Two people who stayed in bad marriages only until something that seemed better came along do not have a strong chance of making it as a couple. Each of you needs to grow up, a lot. Commit to being single--if your marriage ends--for at least a couple of years, to get to know yourself, to give yourself the time and energy to focus on your kids b/c they will need it. You cannot even imagine how much they will benefit from having you, clear-eyed and focused and no longer in an unsatisfactory marriage--fully engaged in their lives. 

Be prepared b/c nothing will feel more "wrong" than parting from your old flame. It just "feels" so right, correct? So do a lot of things that are really, really bad ideas. You cannot depend on your feelings for this. Accept that you have contributed much to your own unhappiness (by tolerating a less-than-satisfactory marriage and not doing anything about it for solong). Accept that you need to go through a lot of steps to get clear on anything, b/c you've allowed this affair to cloud your judgment. 

And, while it is easy to say that being young and immature drove you apart 12 years ago, remember that what you feel now is a reflection of the memory of your good times back then, an escape from the present into the past. Your tolerance for the marriages is the biggest sign that you are not ready to commit to anyone new--you need to address those issues in yourselves. Let go of each other and face your commitments and realities. Too much is at stake to do otherwise.


----------



## major misfit (Oct 17, 2010)

:iagree:


----------
■ ■ ■ ■
- [Required work]:
1. In the forum reply, how long does the writer say to stay single if the marriage ends?
2. Shorten the paragraph of the forum reply that begins "Be prepared b/c nothing will feel more" into a bulleted list that keeps its main points.
■ ■ ■ ■
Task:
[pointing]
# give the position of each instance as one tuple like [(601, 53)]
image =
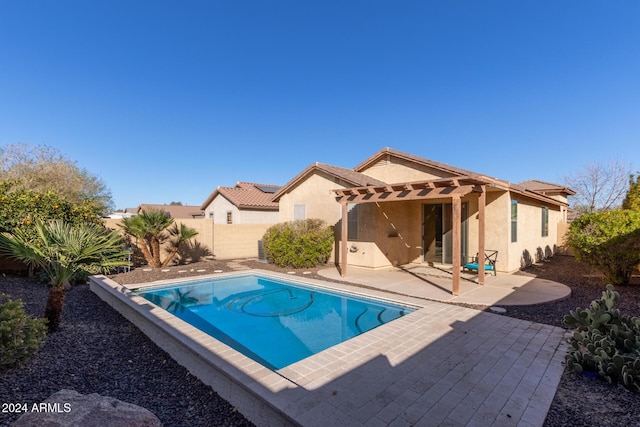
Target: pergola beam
[(445, 188)]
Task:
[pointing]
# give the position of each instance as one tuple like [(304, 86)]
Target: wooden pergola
[(443, 188)]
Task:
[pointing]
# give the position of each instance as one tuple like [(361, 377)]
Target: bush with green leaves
[(609, 241), (23, 208), (605, 341), (299, 244), (21, 336)]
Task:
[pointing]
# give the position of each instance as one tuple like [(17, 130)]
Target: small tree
[(609, 241), (303, 243), (599, 187), (64, 252), (153, 228), (632, 199), (42, 169)]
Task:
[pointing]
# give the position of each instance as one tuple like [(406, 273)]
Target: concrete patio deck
[(441, 365), (435, 283)]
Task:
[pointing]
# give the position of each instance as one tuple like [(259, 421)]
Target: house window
[(352, 221), (514, 220), (545, 221), (299, 212)]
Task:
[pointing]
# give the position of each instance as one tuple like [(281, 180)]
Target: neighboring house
[(401, 209), (245, 203), (174, 211)]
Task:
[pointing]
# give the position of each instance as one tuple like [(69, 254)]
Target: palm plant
[(153, 228), (64, 252)]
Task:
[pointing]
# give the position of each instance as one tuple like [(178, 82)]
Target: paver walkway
[(436, 284)]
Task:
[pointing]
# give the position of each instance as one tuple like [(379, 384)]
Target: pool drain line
[(236, 305)]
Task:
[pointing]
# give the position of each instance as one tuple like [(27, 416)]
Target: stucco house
[(244, 203), (401, 209), (173, 211)]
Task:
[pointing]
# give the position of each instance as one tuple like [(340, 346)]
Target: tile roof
[(174, 211), (356, 178), (349, 175), (247, 195), (542, 186)]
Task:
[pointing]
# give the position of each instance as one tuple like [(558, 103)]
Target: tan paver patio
[(440, 365), (435, 284)]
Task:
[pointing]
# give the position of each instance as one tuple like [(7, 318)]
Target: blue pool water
[(274, 322)]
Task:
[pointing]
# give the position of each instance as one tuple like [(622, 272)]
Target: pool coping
[(373, 378)]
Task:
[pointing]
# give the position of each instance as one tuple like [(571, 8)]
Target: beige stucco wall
[(392, 233), (223, 241), (221, 205), (314, 192)]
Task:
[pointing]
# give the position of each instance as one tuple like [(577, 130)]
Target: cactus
[(605, 341)]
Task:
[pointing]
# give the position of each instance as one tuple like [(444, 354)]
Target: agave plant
[(64, 252)]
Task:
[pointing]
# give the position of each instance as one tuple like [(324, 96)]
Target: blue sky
[(166, 100)]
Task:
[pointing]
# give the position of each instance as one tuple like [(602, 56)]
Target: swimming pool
[(273, 321)]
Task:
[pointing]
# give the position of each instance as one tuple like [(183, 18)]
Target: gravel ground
[(98, 351)]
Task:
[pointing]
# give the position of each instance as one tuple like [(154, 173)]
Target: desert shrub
[(299, 244), (20, 335), (605, 341), (609, 241)]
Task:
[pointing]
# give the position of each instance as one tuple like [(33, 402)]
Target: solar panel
[(267, 188)]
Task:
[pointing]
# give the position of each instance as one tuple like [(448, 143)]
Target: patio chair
[(490, 258)]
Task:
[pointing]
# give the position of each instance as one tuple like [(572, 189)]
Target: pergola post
[(482, 201), (456, 208), (343, 239)]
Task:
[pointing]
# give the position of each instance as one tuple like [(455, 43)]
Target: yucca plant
[(152, 228), (64, 252)]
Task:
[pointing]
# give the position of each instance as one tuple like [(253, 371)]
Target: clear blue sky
[(166, 100)]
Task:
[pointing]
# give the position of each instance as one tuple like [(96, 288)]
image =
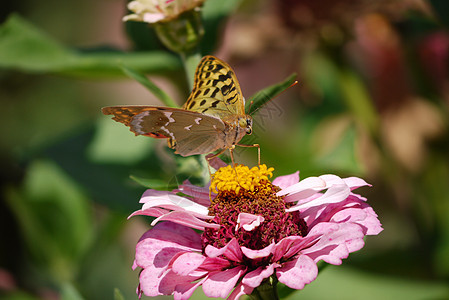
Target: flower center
[(244, 190)]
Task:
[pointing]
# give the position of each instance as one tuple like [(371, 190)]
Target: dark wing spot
[(230, 100), (214, 93), (225, 89), (218, 68), (215, 103), (192, 104)]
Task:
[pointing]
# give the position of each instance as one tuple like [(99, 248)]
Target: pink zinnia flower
[(154, 11), (253, 232)]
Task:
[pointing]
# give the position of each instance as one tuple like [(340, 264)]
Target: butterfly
[(213, 117)]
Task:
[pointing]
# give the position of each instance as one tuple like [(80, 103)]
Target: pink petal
[(248, 221), (239, 291), (174, 202), (214, 264), (231, 250), (171, 281), (200, 194), (255, 254), (336, 243), (255, 278), (185, 290), (306, 185), (287, 247), (159, 244), (152, 212), (336, 193), (286, 180), (186, 219), (187, 263), (355, 182), (220, 284), (297, 273)]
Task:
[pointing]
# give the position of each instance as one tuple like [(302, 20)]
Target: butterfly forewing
[(212, 118), (216, 90)]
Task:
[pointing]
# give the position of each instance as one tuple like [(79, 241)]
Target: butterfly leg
[(253, 146)]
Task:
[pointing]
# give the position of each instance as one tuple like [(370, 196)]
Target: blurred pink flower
[(153, 11), (280, 229)]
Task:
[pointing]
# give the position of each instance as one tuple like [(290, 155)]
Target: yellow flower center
[(240, 177)]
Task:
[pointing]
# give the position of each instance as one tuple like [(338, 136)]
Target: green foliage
[(153, 88), (72, 176), (267, 94), (24, 47)]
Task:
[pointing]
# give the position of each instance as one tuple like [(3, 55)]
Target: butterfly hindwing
[(212, 118), (216, 90), (189, 132)]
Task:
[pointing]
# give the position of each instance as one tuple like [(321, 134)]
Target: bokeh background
[(372, 101)]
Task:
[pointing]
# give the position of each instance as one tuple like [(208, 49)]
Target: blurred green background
[(372, 101)]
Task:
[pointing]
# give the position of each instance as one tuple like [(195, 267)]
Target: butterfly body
[(212, 118)]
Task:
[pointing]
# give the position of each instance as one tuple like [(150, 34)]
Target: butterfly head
[(247, 123)]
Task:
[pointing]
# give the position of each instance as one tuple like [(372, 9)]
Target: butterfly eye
[(249, 124)]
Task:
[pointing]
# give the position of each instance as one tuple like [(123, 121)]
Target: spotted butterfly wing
[(213, 117), (216, 90)]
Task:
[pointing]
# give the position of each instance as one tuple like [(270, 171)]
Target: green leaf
[(358, 101), (24, 47), (341, 282), (69, 292), (118, 295), (265, 95), (153, 88), (55, 219)]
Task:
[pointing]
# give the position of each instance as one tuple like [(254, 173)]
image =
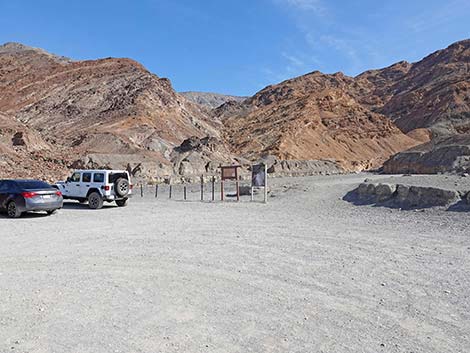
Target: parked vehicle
[(19, 196), (97, 187)]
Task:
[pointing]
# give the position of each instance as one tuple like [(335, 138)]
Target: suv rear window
[(75, 178), (115, 176), (98, 177), (86, 177), (32, 184)]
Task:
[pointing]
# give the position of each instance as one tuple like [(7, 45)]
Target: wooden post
[(265, 183), (202, 187), (238, 189), (221, 190), (213, 188)]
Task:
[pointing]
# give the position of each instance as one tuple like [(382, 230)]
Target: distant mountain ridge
[(115, 113)]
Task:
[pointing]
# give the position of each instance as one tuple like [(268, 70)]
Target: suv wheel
[(12, 210), (121, 187), (95, 201), (122, 203)]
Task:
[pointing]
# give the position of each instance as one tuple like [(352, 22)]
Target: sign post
[(229, 173), (259, 179)]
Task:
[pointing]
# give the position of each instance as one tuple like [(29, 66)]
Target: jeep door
[(72, 186), (85, 184), (3, 194)]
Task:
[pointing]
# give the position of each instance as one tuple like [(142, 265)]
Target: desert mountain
[(315, 116), (99, 112), (211, 100), (60, 113), (359, 121)]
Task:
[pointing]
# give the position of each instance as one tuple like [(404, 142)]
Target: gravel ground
[(307, 272)]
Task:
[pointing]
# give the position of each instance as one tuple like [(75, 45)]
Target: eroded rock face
[(445, 156), (112, 108)]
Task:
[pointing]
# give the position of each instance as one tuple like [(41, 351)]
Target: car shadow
[(83, 206), (27, 215)]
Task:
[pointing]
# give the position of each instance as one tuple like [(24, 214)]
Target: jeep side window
[(75, 178), (86, 177), (98, 177)]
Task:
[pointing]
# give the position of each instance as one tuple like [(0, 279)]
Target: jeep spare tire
[(95, 201), (121, 187)]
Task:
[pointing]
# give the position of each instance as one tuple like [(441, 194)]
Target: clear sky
[(238, 46)]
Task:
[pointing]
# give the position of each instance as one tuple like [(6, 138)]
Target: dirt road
[(308, 272)]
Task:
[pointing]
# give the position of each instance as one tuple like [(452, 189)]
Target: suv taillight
[(28, 195)]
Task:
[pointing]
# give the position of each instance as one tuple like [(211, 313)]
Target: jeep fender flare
[(93, 190)]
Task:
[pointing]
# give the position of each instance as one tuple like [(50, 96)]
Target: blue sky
[(240, 46)]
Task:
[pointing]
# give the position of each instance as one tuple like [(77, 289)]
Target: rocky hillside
[(211, 100), (109, 112), (359, 121), (57, 114), (435, 94)]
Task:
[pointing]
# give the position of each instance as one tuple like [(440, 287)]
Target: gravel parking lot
[(308, 272)]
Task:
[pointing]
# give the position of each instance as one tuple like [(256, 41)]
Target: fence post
[(222, 190), (202, 187), (265, 183), (213, 188)]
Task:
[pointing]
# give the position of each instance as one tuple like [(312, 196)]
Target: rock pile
[(405, 197)]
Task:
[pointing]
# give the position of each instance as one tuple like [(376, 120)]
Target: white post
[(265, 183)]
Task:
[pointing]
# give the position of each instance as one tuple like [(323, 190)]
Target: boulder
[(384, 192), (424, 197)]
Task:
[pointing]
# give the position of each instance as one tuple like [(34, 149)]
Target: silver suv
[(97, 187)]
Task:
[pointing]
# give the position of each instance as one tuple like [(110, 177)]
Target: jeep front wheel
[(121, 187), (122, 203), (95, 201)]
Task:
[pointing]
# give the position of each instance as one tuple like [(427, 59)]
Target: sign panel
[(258, 175), (230, 173)]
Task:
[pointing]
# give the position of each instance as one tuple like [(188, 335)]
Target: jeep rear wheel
[(121, 187), (95, 201), (122, 203)]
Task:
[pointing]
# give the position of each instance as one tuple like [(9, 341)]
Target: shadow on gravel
[(83, 206), (29, 215)]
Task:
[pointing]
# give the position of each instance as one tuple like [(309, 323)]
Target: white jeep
[(97, 186)]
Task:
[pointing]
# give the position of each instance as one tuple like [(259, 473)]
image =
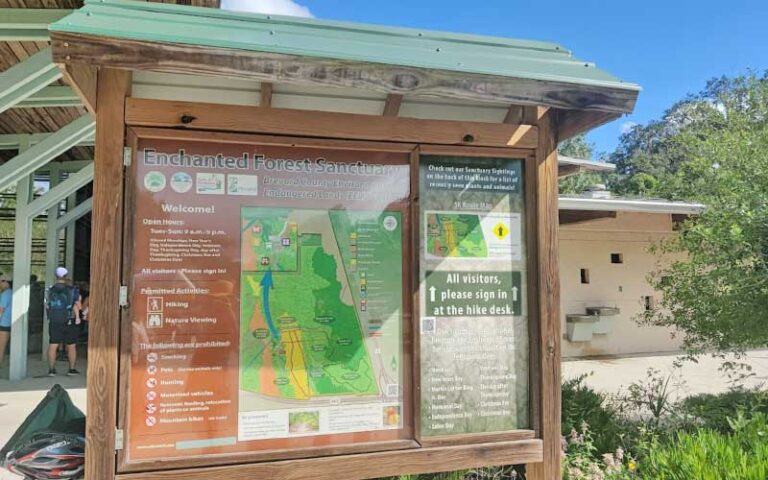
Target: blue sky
■ ■ ■ ■
- [Answers per task]:
1. At least a couple of years.

2.
- Leaving the old flame will feel more "wrong" than anything, because the affair feels so right.
- Many very bad ideas also feel right, so feelings can't be trusted here.
- Accept that putting up with an unsatisfying marriage for so long, without acting, added a lot to your own unhappiness.
- Accept that the affair has clouded your judgment, so getting clear will take many steps.